# Required work:
Select every line below that contains the word "wooded" and copy each one out in full.

[Coordinate annotation entries]
..............................

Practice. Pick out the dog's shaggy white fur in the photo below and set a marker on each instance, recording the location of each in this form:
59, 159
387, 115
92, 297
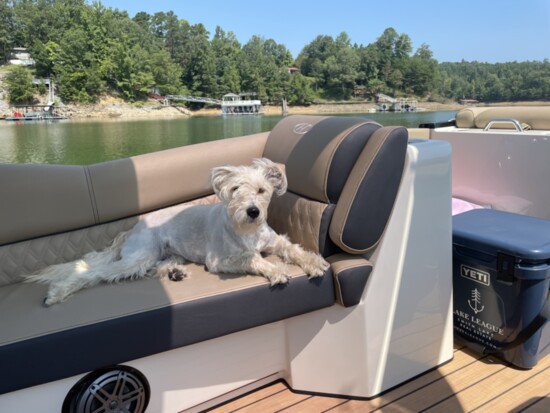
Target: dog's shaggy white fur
228, 238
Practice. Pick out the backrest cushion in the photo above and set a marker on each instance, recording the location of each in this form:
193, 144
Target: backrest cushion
319, 154
367, 199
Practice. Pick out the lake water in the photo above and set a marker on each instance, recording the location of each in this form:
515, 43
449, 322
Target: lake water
83, 143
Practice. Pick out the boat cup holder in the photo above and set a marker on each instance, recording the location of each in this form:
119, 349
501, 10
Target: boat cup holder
114, 389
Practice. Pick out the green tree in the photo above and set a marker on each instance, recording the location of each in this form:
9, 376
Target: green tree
7, 26
20, 86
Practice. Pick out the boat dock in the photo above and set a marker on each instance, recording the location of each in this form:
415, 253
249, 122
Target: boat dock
231, 103
34, 112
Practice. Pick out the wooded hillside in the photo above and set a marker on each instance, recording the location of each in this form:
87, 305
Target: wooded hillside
89, 49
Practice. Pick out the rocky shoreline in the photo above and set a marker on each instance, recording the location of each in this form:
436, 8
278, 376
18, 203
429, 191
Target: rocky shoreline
112, 108
152, 110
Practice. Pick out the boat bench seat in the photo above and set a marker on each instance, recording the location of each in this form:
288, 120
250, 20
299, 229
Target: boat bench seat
343, 173
535, 118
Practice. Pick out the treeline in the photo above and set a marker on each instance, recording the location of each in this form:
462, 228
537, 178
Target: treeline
90, 49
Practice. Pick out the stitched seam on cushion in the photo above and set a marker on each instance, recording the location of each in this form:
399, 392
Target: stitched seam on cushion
343, 135
366, 170
142, 311
91, 193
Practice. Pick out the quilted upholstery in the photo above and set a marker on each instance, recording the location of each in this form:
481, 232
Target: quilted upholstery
26, 257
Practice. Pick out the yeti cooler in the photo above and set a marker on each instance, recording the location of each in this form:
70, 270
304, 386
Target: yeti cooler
501, 277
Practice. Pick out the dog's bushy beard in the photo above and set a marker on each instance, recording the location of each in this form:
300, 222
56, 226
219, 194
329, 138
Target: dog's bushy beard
242, 223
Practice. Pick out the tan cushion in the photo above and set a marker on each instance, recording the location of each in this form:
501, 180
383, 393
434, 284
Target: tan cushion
39, 200
320, 162
26, 257
302, 220
368, 197
43, 199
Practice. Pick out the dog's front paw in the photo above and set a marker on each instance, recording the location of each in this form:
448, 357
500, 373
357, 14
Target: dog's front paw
277, 274
177, 274
314, 265
56, 294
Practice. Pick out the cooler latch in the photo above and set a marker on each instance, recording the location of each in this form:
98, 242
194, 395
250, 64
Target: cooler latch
506, 265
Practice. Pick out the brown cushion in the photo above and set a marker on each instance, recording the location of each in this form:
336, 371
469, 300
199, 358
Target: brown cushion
368, 197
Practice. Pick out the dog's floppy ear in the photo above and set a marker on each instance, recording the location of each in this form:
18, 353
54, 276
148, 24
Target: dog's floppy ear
274, 174
218, 178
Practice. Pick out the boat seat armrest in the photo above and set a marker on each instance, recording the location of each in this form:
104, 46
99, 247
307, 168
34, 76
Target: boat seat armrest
350, 273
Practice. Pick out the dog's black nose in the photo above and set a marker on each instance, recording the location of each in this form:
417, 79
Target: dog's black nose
253, 212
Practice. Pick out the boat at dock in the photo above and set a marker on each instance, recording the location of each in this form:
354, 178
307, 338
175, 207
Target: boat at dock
381, 331
23, 113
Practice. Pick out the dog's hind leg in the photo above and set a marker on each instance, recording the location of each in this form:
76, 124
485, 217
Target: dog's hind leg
252, 263
313, 264
90, 260
172, 267
126, 268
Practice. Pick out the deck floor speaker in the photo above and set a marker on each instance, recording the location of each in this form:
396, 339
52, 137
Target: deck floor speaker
114, 389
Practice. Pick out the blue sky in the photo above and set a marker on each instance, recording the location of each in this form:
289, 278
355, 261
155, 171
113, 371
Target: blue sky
482, 30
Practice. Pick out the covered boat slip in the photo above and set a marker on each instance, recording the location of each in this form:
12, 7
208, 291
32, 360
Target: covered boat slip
376, 205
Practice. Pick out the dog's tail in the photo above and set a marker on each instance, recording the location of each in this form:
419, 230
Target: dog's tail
94, 259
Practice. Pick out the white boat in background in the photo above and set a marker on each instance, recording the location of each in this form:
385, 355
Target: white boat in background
377, 329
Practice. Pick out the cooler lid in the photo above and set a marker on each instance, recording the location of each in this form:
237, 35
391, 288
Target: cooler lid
493, 231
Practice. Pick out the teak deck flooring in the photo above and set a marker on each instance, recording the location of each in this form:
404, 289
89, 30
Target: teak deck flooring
469, 383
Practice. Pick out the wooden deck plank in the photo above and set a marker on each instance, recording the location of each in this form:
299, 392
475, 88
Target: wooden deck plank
314, 404
469, 383
495, 387
275, 403
532, 391
251, 398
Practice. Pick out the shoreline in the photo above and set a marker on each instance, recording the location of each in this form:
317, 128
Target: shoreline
152, 110
115, 109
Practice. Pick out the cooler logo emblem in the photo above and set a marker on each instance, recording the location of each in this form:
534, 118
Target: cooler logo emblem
475, 302
476, 275
302, 128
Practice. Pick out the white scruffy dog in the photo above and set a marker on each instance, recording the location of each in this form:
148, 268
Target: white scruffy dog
229, 237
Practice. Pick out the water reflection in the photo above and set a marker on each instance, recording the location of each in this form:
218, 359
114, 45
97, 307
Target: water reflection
82, 143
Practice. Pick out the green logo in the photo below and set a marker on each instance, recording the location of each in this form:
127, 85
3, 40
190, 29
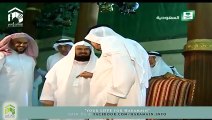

..............................

# Result of the task:
Practice. Pick out the wooded hillside in the photo above and set a marker on each instance, recording the location of each in this form:
Target: wooded hillside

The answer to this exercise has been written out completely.